── RECORDS PROVIDED
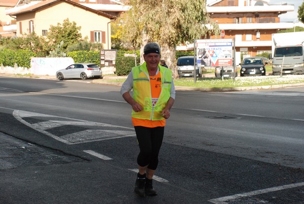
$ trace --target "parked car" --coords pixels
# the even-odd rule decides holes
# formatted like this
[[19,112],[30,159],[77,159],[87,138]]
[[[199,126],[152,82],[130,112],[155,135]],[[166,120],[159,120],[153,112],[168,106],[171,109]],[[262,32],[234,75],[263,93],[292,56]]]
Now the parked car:
[[[177,59],[177,73],[180,77],[194,77],[194,57],[193,56],[179,57]],[[196,74],[200,77],[200,69],[197,66]]]
[[267,63],[263,62],[263,59],[260,57],[246,58],[243,60],[243,63],[239,64],[241,66],[240,75],[265,76],[265,64]]
[[59,80],[65,78],[81,78],[83,80],[88,78],[100,78],[102,75],[101,69],[98,65],[90,63],[71,64],[56,73],[56,76]]
[[[222,70],[221,67],[215,67],[215,71],[214,71],[215,77],[221,78],[222,75],[223,77],[233,78],[233,69],[234,68],[232,66],[225,66],[223,67],[223,70]],[[238,76],[238,70],[237,68],[236,68],[234,73],[235,77]]]

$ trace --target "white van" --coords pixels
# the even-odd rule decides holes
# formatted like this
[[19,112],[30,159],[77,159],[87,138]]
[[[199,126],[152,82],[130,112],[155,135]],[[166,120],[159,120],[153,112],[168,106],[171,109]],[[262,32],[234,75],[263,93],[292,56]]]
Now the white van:
[[[180,77],[194,77],[194,57],[193,56],[179,57],[177,59],[177,73]],[[200,76],[199,68],[196,67],[196,74]]]

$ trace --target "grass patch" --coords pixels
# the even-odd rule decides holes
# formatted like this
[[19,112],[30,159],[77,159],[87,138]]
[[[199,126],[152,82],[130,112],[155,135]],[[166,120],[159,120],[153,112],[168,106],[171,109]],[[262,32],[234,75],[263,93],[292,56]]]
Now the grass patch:
[[304,83],[304,75],[237,77],[232,78],[182,78],[174,80],[177,86],[196,88],[244,87]]

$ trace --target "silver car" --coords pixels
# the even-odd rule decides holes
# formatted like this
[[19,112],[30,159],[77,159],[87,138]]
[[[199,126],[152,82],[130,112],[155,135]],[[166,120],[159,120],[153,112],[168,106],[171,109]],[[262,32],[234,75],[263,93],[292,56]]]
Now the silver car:
[[59,80],[66,78],[81,78],[83,80],[88,78],[100,78],[102,75],[101,69],[98,65],[89,63],[71,64],[65,69],[60,69],[56,72],[56,76]]

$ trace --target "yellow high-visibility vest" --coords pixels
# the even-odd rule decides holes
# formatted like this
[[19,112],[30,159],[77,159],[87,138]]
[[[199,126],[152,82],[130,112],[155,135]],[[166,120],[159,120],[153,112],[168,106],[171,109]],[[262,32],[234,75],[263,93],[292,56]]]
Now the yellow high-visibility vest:
[[159,65],[158,67],[161,72],[161,91],[155,104],[153,104],[152,102],[150,78],[145,62],[141,65],[132,68],[133,98],[143,108],[140,112],[136,112],[133,110],[132,117],[151,120],[161,120],[164,119],[161,112],[170,98],[172,71]]

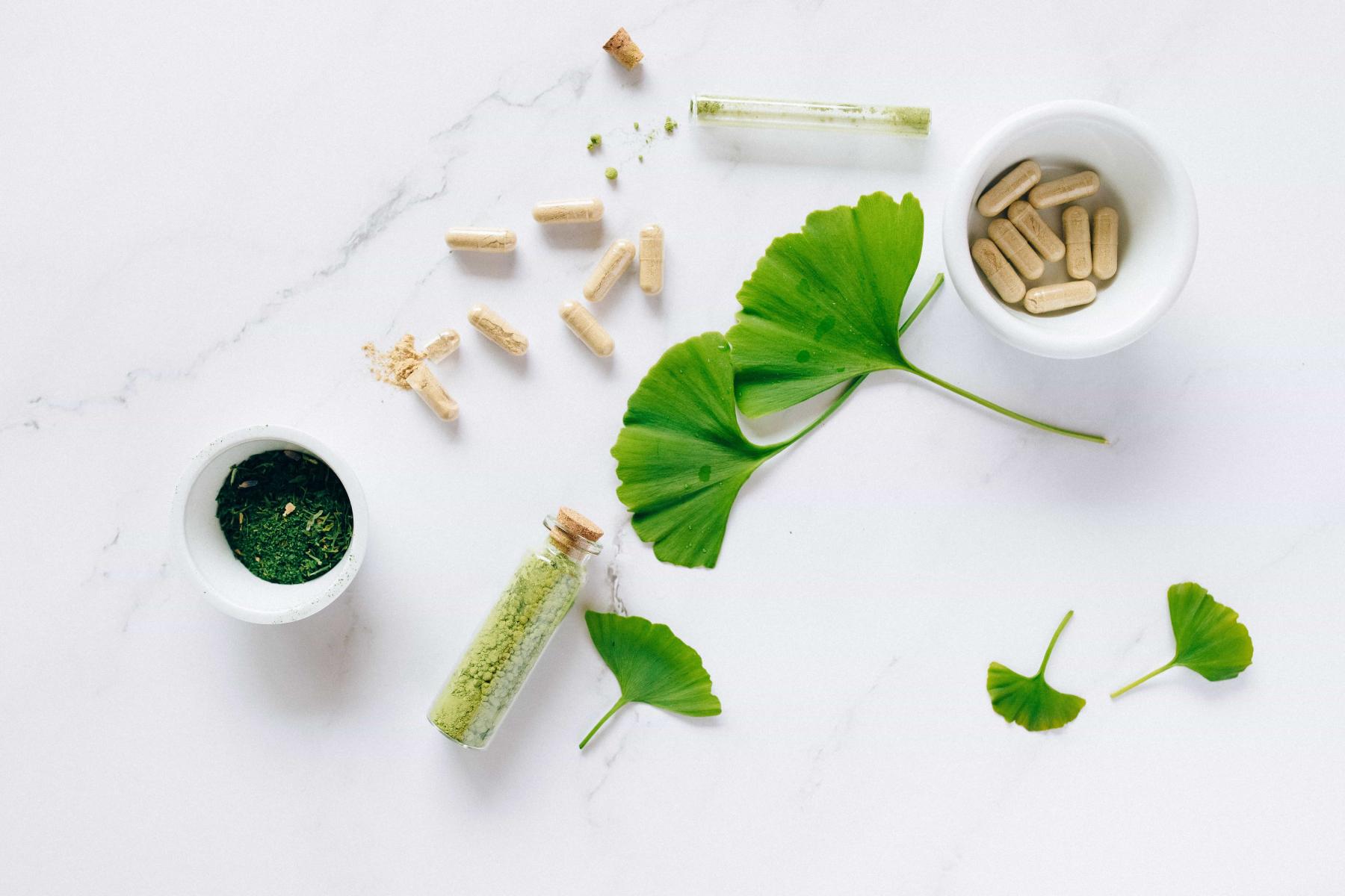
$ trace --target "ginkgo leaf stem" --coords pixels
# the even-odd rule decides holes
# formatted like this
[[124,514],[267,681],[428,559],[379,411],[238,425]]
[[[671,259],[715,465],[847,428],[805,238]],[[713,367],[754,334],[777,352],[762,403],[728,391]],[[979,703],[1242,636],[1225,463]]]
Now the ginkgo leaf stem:
[[1050,662],[1050,652],[1056,649],[1056,641],[1060,639],[1060,633],[1065,630],[1065,626],[1069,625],[1069,621],[1073,618],[1075,611],[1071,610],[1065,614],[1065,618],[1060,621],[1060,625],[1056,627],[1056,634],[1050,635],[1050,643],[1046,645],[1046,656],[1041,658],[1041,668],[1037,669],[1038,677],[1046,672],[1046,664]]
[[919,305],[916,305],[916,310],[911,312],[911,317],[907,318],[907,322],[897,328],[898,337],[907,332],[907,328],[916,322],[916,318],[920,317],[920,312],[923,312],[924,306],[929,304],[929,300],[933,298],[933,294],[939,292],[940,286],[943,286],[943,271],[939,271],[939,275],[933,278],[929,292],[925,293],[925,297],[920,300]]
[[1114,692],[1112,692],[1112,695],[1111,695],[1111,699],[1112,699],[1112,700],[1115,700],[1116,697],[1119,697],[1120,695],[1126,693],[1126,692],[1127,692],[1127,690],[1130,690],[1131,688],[1134,688],[1134,686],[1137,686],[1137,685],[1142,685],[1142,684],[1145,684],[1146,681],[1149,681],[1149,680],[1150,680],[1150,678],[1153,678],[1154,676],[1157,676],[1157,674],[1161,674],[1161,673],[1163,673],[1163,672],[1167,672],[1169,669],[1171,669],[1171,668],[1173,668],[1173,666],[1176,666],[1176,665],[1177,665],[1177,661],[1176,661],[1176,660],[1173,660],[1173,661],[1171,661],[1171,662],[1169,662],[1169,664],[1167,664],[1166,666],[1158,666],[1157,669],[1154,669],[1153,672],[1150,672],[1150,673],[1149,673],[1147,676],[1145,676],[1143,678],[1135,678],[1134,681],[1131,681],[1131,682],[1130,682],[1128,685],[1126,685],[1126,686],[1124,686],[1124,688],[1122,688],[1120,690],[1114,690]]
[[607,711],[607,715],[597,720],[597,724],[593,725],[593,729],[589,731],[586,735],[584,735],[584,740],[580,742],[580,750],[584,750],[584,746],[588,744],[588,742],[593,737],[593,735],[597,733],[597,729],[601,728],[608,719],[615,716],[616,711],[624,707],[627,703],[629,701],[624,696],[620,700],[617,700],[616,704]]
[[975,402],[981,407],[990,408],[991,411],[995,411],[997,414],[1003,414],[1005,416],[1011,416],[1013,419],[1018,420],[1020,423],[1026,423],[1028,426],[1036,426],[1038,430],[1046,430],[1048,433],[1057,433],[1060,435],[1068,435],[1068,437],[1075,438],[1075,439],[1084,439],[1085,442],[1096,442],[1099,445],[1107,445],[1107,437],[1104,437],[1104,435],[1093,435],[1091,433],[1080,433],[1077,430],[1067,430],[1067,429],[1063,429],[1060,426],[1052,426],[1050,423],[1042,423],[1041,420],[1034,420],[1030,416],[1024,416],[1022,414],[1018,414],[1017,411],[1010,411],[1007,407],[1001,407],[999,404],[995,404],[994,402],[987,402],[986,399],[981,398],[979,395],[972,395],[967,390],[964,390],[964,388],[962,388],[959,386],[954,386],[952,383],[948,383],[947,380],[942,380],[937,376],[935,376],[933,373],[927,373],[925,371],[921,371],[919,367],[916,367],[911,361],[907,361],[907,369],[909,369],[912,373],[915,373],[920,379],[929,380],[935,386],[942,386],[943,388],[948,390],[950,392],[955,392],[956,395],[960,395],[964,399]]
[[862,383],[865,379],[868,379],[868,376],[869,376],[868,373],[861,373],[859,376],[857,376],[853,380],[850,380],[850,383],[843,390],[841,390],[841,394],[837,395],[835,399],[831,400],[831,404],[827,406],[827,410],[822,411],[822,415],[818,419],[812,420],[811,423],[808,423],[807,426],[804,426],[802,430],[799,430],[798,433],[795,433],[794,435],[791,435],[785,441],[776,442],[775,445],[765,445],[763,447],[765,447],[765,449],[768,449],[771,451],[783,451],[784,449],[790,447],[791,445],[794,445],[795,442],[798,442],[799,439],[802,439],[804,435],[807,435],[808,433],[811,433],[812,430],[815,430],[819,426],[822,426],[822,423],[824,423],[829,416],[831,416],[833,414],[835,414],[835,411],[837,411],[838,407],[841,407],[842,404],[845,404],[845,400],[847,398],[850,398],[850,394],[854,392],[857,388],[859,388],[859,383]]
────
→ WHAT IS NEEDED
Using the material above, set down every line exactly, but skip the pictures.

→ THE SOLUTION
$ trace --target "parked car" --coords pixels
# the even-odd rule decides holes
# formatted like this
[[19,112],[30,159],[77,159],[87,138]]
[[[199,126],[152,82],[130,112],[155,135]],[[166,120],[159,120],[153,112],[168,106],[171,109]],[[262,32],[234,75],[263,93],[292,56]]]
Now the parked car:
[[[177,59],[177,73],[180,77],[194,77],[194,57],[193,56],[179,57]],[[196,74],[200,77],[200,69],[197,66]]]
[[267,63],[263,62],[263,59],[260,57],[246,58],[243,60],[243,63],[239,64],[241,66],[240,75],[265,76],[265,64]]
[[59,80],[65,78],[81,78],[83,80],[88,78],[100,78],[102,75],[101,69],[98,65],[90,63],[71,64],[56,73],[56,76]]
[[[222,70],[221,67],[215,67],[215,71],[214,71],[215,77],[221,78],[222,75],[223,77],[233,78],[233,69],[234,68],[232,66],[225,66],[223,67],[223,70]],[[238,76],[238,70],[237,68],[236,68],[234,73],[235,77]]]

$ trace --target "white van" --coords pixels
# the even-odd rule decides holes
# formatted like this
[[19,112],[30,159],[77,159],[87,138]]
[[[199,126],[152,82],[130,112],[155,135]],[[166,120],[159,120],[153,112],[168,106],[171,109]],[[262,32],[234,75],[263,93],[292,56]]]
Now the white van:
[[[180,77],[194,77],[194,57],[193,56],[179,57],[177,59],[177,73]],[[200,76],[199,68],[196,67],[196,74]]]

$ trace --target "grass patch" --coords pixels
# the even-odd rule decides holes
# formatted like this
[[19,112],[30,159],[77,159],[87,138]]
[[[199,126],[152,82],[130,112],[155,135]],[[166,120],[159,120],[153,112],[168,106],[171,109]],[[262,32],[234,75],[263,93],[292,56]]]
Now the grass patch:
[[304,83],[304,75],[237,77],[232,78],[182,78],[174,80],[177,86],[196,88],[244,87]]

$ trace --target "silver car" --coords pixels
# the even-odd rule decides holes
# formatted like this
[[19,112],[30,159],[77,159],[87,138]]
[[[199,126],[152,82],[130,112],[155,135]],[[166,120],[159,120],[153,112],[168,106],[171,109]],[[262,32],[234,75],[263,93],[292,56]]]
Now the silver car:
[[59,80],[66,78],[81,78],[83,80],[88,78],[100,78],[102,75],[101,69],[98,65],[89,63],[71,64],[65,69],[60,69],[56,72],[56,76]]

$ trace --target "yellow high-visibility vest" --coords pixels
# the even-odd rule decides holes
# formatted like this
[[19,112],[30,159],[77,159],[87,138]]
[[[199,126],[152,82],[130,112],[155,135]],[[166,120],[159,120],[153,112],[168,106],[171,109]],[[262,32],[234,75],[263,93],[292,56]]]
Now the yellow high-visibility vest:
[[159,65],[158,67],[161,72],[161,91],[155,104],[153,104],[152,102],[150,78],[145,62],[141,65],[132,68],[133,98],[143,108],[140,112],[136,112],[133,110],[132,117],[151,120],[161,120],[164,119],[161,112],[170,98],[172,71]]

$ trace --target "ginkgo leaf stem" --coords pixels
# the even-odd rule decides holes
# formatted like this
[[124,514],[267,681],[428,559],[379,411],[238,425]]
[[[671,259],[715,465],[847,428],[805,238]],[[713,367],[754,334],[777,352],[762,403],[728,391]],[[979,703],[1242,636],[1225,463]]]
Now the ginkgo leaf stem:
[[1050,662],[1050,652],[1056,649],[1056,641],[1060,639],[1060,633],[1065,630],[1065,626],[1069,625],[1069,621],[1073,618],[1075,611],[1071,610],[1065,614],[1065,618],[1060,621],[1060,625],[1056,627],[1056,634],[1050,635],[1050,643],[1046,645],[1046,656],[1041,658],[1041,668],[1037,669],[1038,677],[1046,672],[1046,664]]
[[919,305],[916,305],[916,310],[911,312],[911,317],[907,318],[907,322],[897,328],[898,337],[907,332],[907,328],[916,322],[916,318],[920,317],[920,312],[923,312],[924,306],[929,304],[929,300],[933,298],[933,294],[939,292],[940,286],[943,286],[943,271],[939,271],[939,275],[933,278],[929,292],[925,293],[925,297],[920,300]]
[[1114,692],[1112,692],[1112,695],[1111,695],[1111,699],[1112,699],[1112,700],[1115,700],[1116,697],[1119,697],[1120,695],[1126,693],[1126,692],[1127,692],[1127,690],[1130,690],[1131,688],[1134,688],[1134,686],[1137,686],[1137,685],[1142,685],[1142,684],[1145,684],[1146,681],[1149,681],[1149,680],[1150,680],[1150,678],[1153,678],[1154,676],[1157,676],[1157,674],[1161,674],[1161,673],[1163,673],[1163,672],[1167,672],[1169,669],[1171,669],[1171,668],[1173,668],[1173,666],[1176,666],[1176,665],[1177,665],[1177,661],[1176,661],[1176,660],[1173,660],[1173,661],[1171,661],[1171,662],[1169,662],[1169,664],[1167,664],[1166,666],[1158,666],[1157,669],[1154,669],[1153,672],[1150,672],[1150,673],[1149,673],[1147,676],[1145,676],[1143,678],[1135,678],[1134,681],[1131,681],[1131,682],[1130,682],[1128,685],[1126,685],[1126,686],[1124,686],[1124,688],[1122,688],[1120,690],[1114,690]]
[[607,711],[607,715],[597,720],[597,724],[593,725],[593,729],[589,731],[586,735],[584,735],[584,740],[580,742],[580,750],[584,750],[584,746],[588,744],[588,742],[593,737],[593,735],[597,733],[597,729],[601,728],[608,719],[615,716],[616,711],[624,707],[627,703],[629,701],[624,696],[620,700],[617,700],[616,704]]
[[975,402],[981,407],[990,408],[991,411],[995,411],[997,414],[1003,414],[1005,416],[1011,416],[1013,419],[1018,420],[1020,423],[1026,423],[1028,426],[1036,426],[1038,430],[1046,430],[1048,433],[1057,433],[1060,435],[1068,435],[1068,437],[1075,438],[1075,439],[1084,439],[1085,442],[1096,442],[1099,445],[1107,445],[1107,437],[1104,437],[1104,435],[1093,435],[1091,433],[1080,433],[1077,430],[1067,430],[1067,429],[1063,429],[1060,426],[1052,426],[1050,423],[1042,423],[1041,420],[1034,420],[1030,416],[1024,416],[1022,414],[1018,414],[1017,411],[1010,411],[1007,407],[1001,407],[999,404],[995,404],[994,402],[987,402],[986,399],[981,398],[979,395],[972,395],[967,390],[964,390],[964,388],[962,388],[959,386],[954,386],[952,383],[948,383],[947,380],[942,380],[937,376],[935,376],[933,373],[927,373],[925,371],[921,371],[919,367],[916,367],[911,361],[907,361],[907,369],[909,369],[912,373],[915,373],[920,379],[929,380],[935,386],[942,386],[943,388],[948,390],[950,392],[955,392],[956,395],[960,395],[964,399]]
[[862,383],[865,379],[868,379],[868,376],[869,376],[868,373],[861,373],[859,376],[857,376],[853,380],[850,380],[850,383],[843,390],[841,390],[841,394],[837,395],[835,399],[831,400],[831,404],[827,406],[827,410],[822,411],[822,415],[818,419],[812,420],[811,423],[808,423],[807,426],[804,426],[802,430],[799,430],[798,433],[795,433],[794,435],[791,435],[785,441],[776,442],[775,445],[765,445],[763,447],[765,447],[765,449],[768,449],[771,451],[783,451],[784,449],[790,447],[791,445],[794,445],[795,442],[798,442],[799,439],[802,439],[804,435],[807,435],[808,433],[811,433],[812,430],[815,430],[819,426],[822,426],[822,423],[824,423],[829,416],[831,416],[833,414],[835,414],[835,411],[837,411],[838,407],[841,407],[842,404],[845,404],[845,400],[847,398],[850,398],[850,394],[854,392],[857,388],[859,388],[859,383]]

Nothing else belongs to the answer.